=== TEXT EXCERPT ===
4.1.3. Examples in Wheat
Recent advances in wheat genomics have led to the implementation of high-density SNP genotyping in wheat [72–75]. Gene-based SNP markers were developed for Lr34/Yr18/Pm38 locus that confers resistance to leaf rust, stripe rust, and powdery mildew diseases [76]. These markers serve as efficient tools for MAS and MAB of disease resistant wheat lines. Another economically important wheat disease, Fusarium head blight (FHB), has been extensively studied. Several QTL controlling FHB resistance have been identified, with the most important being Fhb1 [77]. Recently, SNP markers were mapped between the known flanking markers for Fhb1 [78]. These new markers would be useful for MAS and fine mapping towards cloning the Fhb1 gene. MAS in wheat has been extensively applied for simple traits that are difficult to score [79].
4.1.4. Examples in Soybean
In order to improve the effectiveness of MAS and clone soybean aphid resistance gene, Rag1, fine mapping was done to accurately position the gene, which was previously mapped to a 12 cM interval [80]. The authors mapped the gene between two SNP markers that corresponded to a physical distance of 115 kb and identified several candidate genes. Similarly, another aphid resistance gene, Rag2, originally mapped to a 10 cM interval, was fine mapped to a 54 kb interval using SNP markers that were developed by resequencing of target intervals and sequence-tagged sites [81]. In another study that used a similar approach, the authors identified SNP markers tightly linked to a QTL conferring resistance to southern root-knot nematode by developing these SNP markers from the bacterial artificial chromosome (BAC) ends and SSR-containing genomic DNA clones [82]. In all of these examples the main idea behind the identification of closely linked SNP markers was to enhance the efficiency and cost effectiveness through MAS and increase the resolution within the target locus.

=== WHAT THIS EXERCISE ASKS ===
**A)** Please rewrite the wheat and soybean excerpt, beginning at the words "4.1.3. Examples in" and stopping after "to score [79].", with "MAS" replaced by "marker-assisted selection".
**B)** Decide whether each statement agrees with the wheat and soybean excerpt. Answer yes or no, and quote the deciding words. (i) Rag2 was fine mapped to a 54 kb interval. (ii) Rag1 had previously been mapped to a 10 cM interval. (iii) The most important QTL for FHB resistance is Lr34.
The lines after this sentence are separate material, apart from the wheat and soybean excerpt.

=== DATA EXTRACTS ===

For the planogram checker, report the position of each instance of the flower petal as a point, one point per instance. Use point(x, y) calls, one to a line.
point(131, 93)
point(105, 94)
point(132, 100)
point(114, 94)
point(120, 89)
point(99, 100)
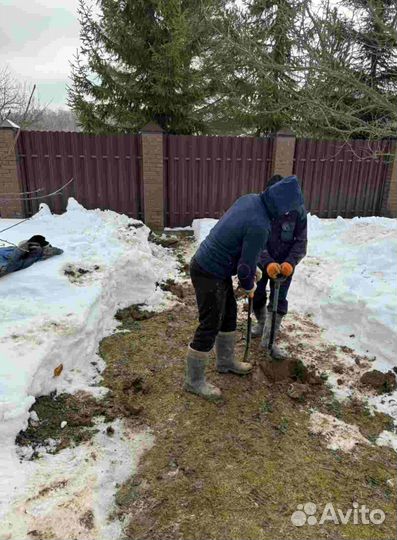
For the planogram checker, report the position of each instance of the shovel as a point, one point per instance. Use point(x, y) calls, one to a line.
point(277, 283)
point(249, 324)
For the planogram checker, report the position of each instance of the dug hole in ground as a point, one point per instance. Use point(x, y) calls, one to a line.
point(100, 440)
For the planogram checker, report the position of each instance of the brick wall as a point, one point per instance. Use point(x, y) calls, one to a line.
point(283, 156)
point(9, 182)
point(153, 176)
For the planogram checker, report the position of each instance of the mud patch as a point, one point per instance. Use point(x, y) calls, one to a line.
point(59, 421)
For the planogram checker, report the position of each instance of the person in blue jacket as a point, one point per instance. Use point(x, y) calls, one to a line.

=== TASK-BY-TASK OUTPUTS ===
**A)**
4.1.3. Examples in Wheat
Recent advances in wheat genomics have led to the implementation of high-density SNP genotyping in wheat [72–75]. Gene-based SNP markers were developed for Lr34/Yr18/Pm38 locus that confers resistance to leaf rust, stripe rust, and powdery mildew diseases [76]. These markers serve as efficient tools for marker-assisted selection and MAB of disease resistant wheat lines. Another economically important wheat disease, Fusarium head blight (FHB), has been extensively studied. Several QTL controlling FHB resistance have been identified, with the most important being Fhb1 [77]. Recently, SNP markers were mapped between the known flanking markers for Fhb1 [78]. These new markers would be useful for marker-assisted selection and fine mapping towards cloning the Fhb1 gene. marker-assisted selection in wheat has been extensively applied for simple traits that are difficult to score [79].

**B)**
(i) Yes: "was fine mapped to a 54 kb interval using SNP markers"
(ii) No: "which was previously mapped to a 12 cM interval"
(iii) No: "with the most important being Fhb1"